• **Exercise instructions**
Every entry in the data below needs to be repeated exactly.

• **Entries shown**
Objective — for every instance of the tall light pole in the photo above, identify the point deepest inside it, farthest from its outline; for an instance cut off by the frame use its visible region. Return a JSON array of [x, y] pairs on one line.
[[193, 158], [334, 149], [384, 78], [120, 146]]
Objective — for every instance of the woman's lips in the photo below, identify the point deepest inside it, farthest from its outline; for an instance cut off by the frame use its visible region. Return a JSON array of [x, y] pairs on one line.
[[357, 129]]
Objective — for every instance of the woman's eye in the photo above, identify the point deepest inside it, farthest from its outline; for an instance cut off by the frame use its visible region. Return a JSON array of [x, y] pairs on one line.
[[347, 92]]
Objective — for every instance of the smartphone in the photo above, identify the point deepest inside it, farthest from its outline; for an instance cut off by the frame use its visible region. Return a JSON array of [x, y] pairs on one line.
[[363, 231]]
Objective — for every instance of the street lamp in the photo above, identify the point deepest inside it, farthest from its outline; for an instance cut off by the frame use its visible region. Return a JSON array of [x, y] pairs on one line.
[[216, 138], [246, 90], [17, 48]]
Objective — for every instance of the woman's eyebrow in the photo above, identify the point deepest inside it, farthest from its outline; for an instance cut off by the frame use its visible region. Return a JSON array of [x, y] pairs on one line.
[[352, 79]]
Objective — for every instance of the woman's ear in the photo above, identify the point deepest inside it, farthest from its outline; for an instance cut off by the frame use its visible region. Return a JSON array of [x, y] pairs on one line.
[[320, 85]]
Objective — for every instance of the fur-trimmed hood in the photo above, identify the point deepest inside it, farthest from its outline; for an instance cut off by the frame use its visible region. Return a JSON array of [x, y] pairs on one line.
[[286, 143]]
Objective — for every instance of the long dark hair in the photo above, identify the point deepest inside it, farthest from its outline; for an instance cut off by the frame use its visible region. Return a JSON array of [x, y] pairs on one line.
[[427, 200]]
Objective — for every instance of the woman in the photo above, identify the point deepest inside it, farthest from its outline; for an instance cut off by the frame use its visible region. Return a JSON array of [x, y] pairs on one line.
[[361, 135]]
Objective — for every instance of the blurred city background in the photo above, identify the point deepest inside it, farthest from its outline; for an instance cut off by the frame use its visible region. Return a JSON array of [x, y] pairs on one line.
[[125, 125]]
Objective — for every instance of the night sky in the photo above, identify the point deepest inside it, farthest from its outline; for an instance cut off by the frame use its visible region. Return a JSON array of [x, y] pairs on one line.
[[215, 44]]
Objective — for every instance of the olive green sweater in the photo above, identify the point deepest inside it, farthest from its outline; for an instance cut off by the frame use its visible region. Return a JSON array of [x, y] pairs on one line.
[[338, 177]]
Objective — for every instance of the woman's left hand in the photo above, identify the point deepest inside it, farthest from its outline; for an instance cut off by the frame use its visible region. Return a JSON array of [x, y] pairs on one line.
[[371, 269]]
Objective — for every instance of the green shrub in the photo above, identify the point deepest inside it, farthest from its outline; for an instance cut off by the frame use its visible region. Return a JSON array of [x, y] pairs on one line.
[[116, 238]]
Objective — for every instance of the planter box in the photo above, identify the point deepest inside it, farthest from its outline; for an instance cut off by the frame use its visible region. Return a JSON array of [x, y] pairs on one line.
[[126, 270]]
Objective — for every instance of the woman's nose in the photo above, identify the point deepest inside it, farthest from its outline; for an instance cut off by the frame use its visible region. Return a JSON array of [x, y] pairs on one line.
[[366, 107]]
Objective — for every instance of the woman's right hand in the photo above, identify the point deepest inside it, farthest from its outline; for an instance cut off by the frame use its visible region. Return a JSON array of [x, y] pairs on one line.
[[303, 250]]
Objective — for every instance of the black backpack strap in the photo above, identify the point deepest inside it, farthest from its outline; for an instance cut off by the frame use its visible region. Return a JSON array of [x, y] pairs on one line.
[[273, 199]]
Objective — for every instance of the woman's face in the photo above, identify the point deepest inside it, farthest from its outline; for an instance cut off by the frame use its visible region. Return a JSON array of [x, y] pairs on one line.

• **Solution below**
Objective — for every instance of the tall light pole in the photo above, identify the point deepest inside it, farthest from its outline; for an instance cut off by the frame use its visible region. Return a JSON array of [x, y] pairs on one line.
[[193, 158], [334, 149], [384, 78], [120, 146]]
Objective — for every instance of the woman's lips in the photo below, identify the point deepest inside it, farthest from its outline; for an instance cut off by the frame use its visible region. Return a JSON array of [x, y] pairs on one line.
[[357, 129]]
Objective — for every instance of the woman's eye in the photo above, identify the point deepest inside it, farthest from its outline; for an instance cut off by the frame use its visible region. Return a JSON array of [x, y] pairs on one line.
[[347, 92]]
Objective — for every instance of the smartphone in the photo above, identify the point deepest inside it, farthest from its outline; for an instance cut off by the frame use its visible region. Return a JSON array of [x, y] pairs on one line.
[[363, 231]]
Objective — for every instance of the street lamp in the photo above, identify the point deepest inside it, farthest from its outline; for an instance cut off by the frame use its visible region. Return a JSON array of [x, y] pairs on one line.
[[216, 138], [246, 90], [17, 48]]
Objective — for every instance of the woman's eyebrow in the photo above, identify the point deepest inside it, farthest from its outline; for an instance cut off by the frame use its visible region. Return a JSON array of [x, y] pairs on one line.
[[352, 79]]
Objective — for every instance of the woman's ear in the photo above, identify the point deepest inside it, farthest from its outline; for an instance cut off by the frame use its visible region. Return a JSON array of [x, y] pairs on one line.
[[320, 85]]
Objective — for every instance of the fur-trimmed hood in the photo above, identify the point deepest inside it, farthest from its outline; for an instance cut off by the frame use its visible region. Return a JSON array of [x, y] pairs on one line.
[[286, 143]]
Objective — for every instance of the long dark hair in the photo above, identify the point deepest inside it, farthest from its outline; for an instance cut off by the frame use its visible region. Return a JSON array of [x, y] pairs on one line.
[[427, 200]]
Objective — for every instance of the woman in the photo above, identify the point deepest inside it, farthest from its outline; for an instance cut off by the frame use its visible region. Return a JSON array of [x, y] pairs on one line.
[[361, 135]]
Objective — for every instance of the blurred city background in the photo above, identify the point deepest inside it, farthest from its outline; for an instance cut off by the frame use its visible region. Return a JSON array of [x, y] pairs on one line.
[[125, 125]]
Objective — for every instance of the night sky in the photo above, identify the point deepest inside it, farthest from its outline; for an instance cut off by the frame use its visible region. Return a JSON array of [x, y] pairs on one line.
[[215, 44]]
Objective — for every instance of the olive green sweater in the photo above, identify the point deepest inside it, farthest from its outline; for an instance cut off by the frame use its visible region. Return a JSON array of [x, y] pairs on one line.
[[338, 177]]
Objective — for every instance of the woman's left hand in the photo above, identify the point deepest inside it, farthest from its outline; for an instance cut off by the frame use its visible region. Return a JSON array of [x, y] pairs on one line.
[[371, 269]]
Objective — for every instance of the green shrub in the photo above, identify the point deepest inside it, farthest from its outline; for an instance cut off by the frame use its visible region. Return a JSON array of [x, y] pairs on one line.
[[116, 238]]
Objective — for every instance of the planter box in the photo above, identify the point deepest inside it, farthest from its outline; for an instance cut off by the frame use its visible region. Return a JSON array of [x, y] pairs on one line.
[[126, 270]]
Objective — for every instance of the woman's nose in the photo above, identify the point deepest inside it, farthest from its outline; for an instance cut off by the frame use its visible region. Return a JSON array of [x, y] pairs on one line.
[[366, 107]]
Objective — for every instance of the woman's right hand in the photo above, identify the point deepest inside it, farthest from its outline; for an instance cut off by the frame use its visible region. Return a JSON array of [x, y] pairs on one line.
[[303, 250]]
Objective — for every instance of the black backpack strap in the photo above, identify the point deepest inside it, farthest from its outline; for an instance cut off by the frame use its visible region. Return a JSON array of [x, y] pairs on one line.
[[273, 199]]
Objective — for every instance of the woman's face in the photo above, identify the point deepest inside it, farthest from its outline; for an instance cut off by the frame use its visible region. Return a JSON array of [x, y] pairs on one line.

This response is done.